◆ TEXTE FOURNI:
╭──
Elder arrive à pied à La Paz après sept jours de marche pour protester avec ses amis mineurs contre leur renvoi des mines de Huanuni. Bientôt Elder tombe malade et la métropole l’asphyxie peu à peu. Max, sorcier des rues, sillonne, lui, sans relâche les confins de la ville qui semble ancrée au plus profond de son être.
Des entrailles de la Terre aux 3600 mètres d’altitude de la capitale bolivienne, le chemin d’Elder, le damné, croisera celui de Max dans une symphonie urbaine rédemptrice.

Critique du film

Portrait d’une ville mais aussi chronique sociale teintée de fantastique, Le Grand mouvement, deuxième film du bolivien Kiro Russo, donne à voir tout un monde de forces bouillonnantes et contradictoires. Un film à écouter autant qu’à voir, gorgé d’une vibration semblant remonter du fond des âges et zébré de fulgurances audiovisuelles.

À quoi tient d’être happé par un film dès les premières images ? Une certaine étrangeté ? Un style ? Ici, une vue panoramique suivi d’un lent et long zoom pour sonder le cœur battant de la ville suffisent. Au son saturé de fréquences cacophoniques, la caméra ausculte l’outrance devenue règle d’un paysage urbain saturé – embouteillage, enchevêtrement de fils, murs recouverts d’affiches – tableau suffocant de la plus haute capitale du monde, la bien mal nommée La Paz. L’expression « décor naturel » vaut, quand bien même il doit tout à la main de l’homme et à son goût pour la destruction de la nature. La ville accueille une convulsion supplémentaire avec la manifestation des mineurs d’Oruro venus réclamer du travail après une semaine de marche collective. Ils jettent leurs dernières forces dans le chant d’un slogan rassembleur et volontariste : « Mineur dans le sang, cœur de combattant ».

Le film atteint presque sa demi-heure et rien ne permet d’affirmer qu’il s’agit d’un documentaire ou d’une œuvre de fiction. La part fictionnelle augmente alors que le récit se resserre autour d’Elder qui découvre la capitale avec deux compagnons de lutte. Sujet à une fatigue extrême et assailli de divers maux, Elder se voit recueilli par Mama Pancha, marraine providentielle.
╰──
◆ DONNÉES EXTRAITES:
╭──
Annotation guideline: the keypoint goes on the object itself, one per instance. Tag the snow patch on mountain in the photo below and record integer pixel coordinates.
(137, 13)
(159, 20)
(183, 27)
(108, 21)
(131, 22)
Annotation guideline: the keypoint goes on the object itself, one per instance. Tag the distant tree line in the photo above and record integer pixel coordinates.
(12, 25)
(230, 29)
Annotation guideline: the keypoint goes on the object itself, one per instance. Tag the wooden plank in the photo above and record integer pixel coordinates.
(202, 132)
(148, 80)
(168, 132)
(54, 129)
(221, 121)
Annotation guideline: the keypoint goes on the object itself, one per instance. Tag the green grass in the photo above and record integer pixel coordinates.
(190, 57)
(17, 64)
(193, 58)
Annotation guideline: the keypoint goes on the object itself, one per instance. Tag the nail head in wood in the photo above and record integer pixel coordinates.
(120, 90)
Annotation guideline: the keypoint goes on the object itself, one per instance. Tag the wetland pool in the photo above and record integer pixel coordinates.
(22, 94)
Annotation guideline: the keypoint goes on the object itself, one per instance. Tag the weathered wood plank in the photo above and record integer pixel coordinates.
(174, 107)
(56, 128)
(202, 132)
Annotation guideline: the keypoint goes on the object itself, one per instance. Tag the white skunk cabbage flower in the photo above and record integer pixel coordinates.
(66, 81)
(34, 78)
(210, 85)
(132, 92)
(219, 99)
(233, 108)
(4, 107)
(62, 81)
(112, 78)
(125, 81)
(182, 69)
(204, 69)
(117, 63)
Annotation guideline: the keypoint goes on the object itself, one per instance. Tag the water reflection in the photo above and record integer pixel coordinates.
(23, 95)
╰──
En vous appuyant sur la critique du film Le Grand mouvement, répondez aux questions suivantes :
1. Combien de jours Elder marche-t-il pour arriver à La Paz ?
2. Quel slogan les mineurs chantent-ils ?
3. Qui recueille Elder lorsqu'il est épuisé ?

◆ RÉPONSE:
1. Sept jours.
2. « Mineur dans le sang, cœur de combattant ».
3. Mama Pancha.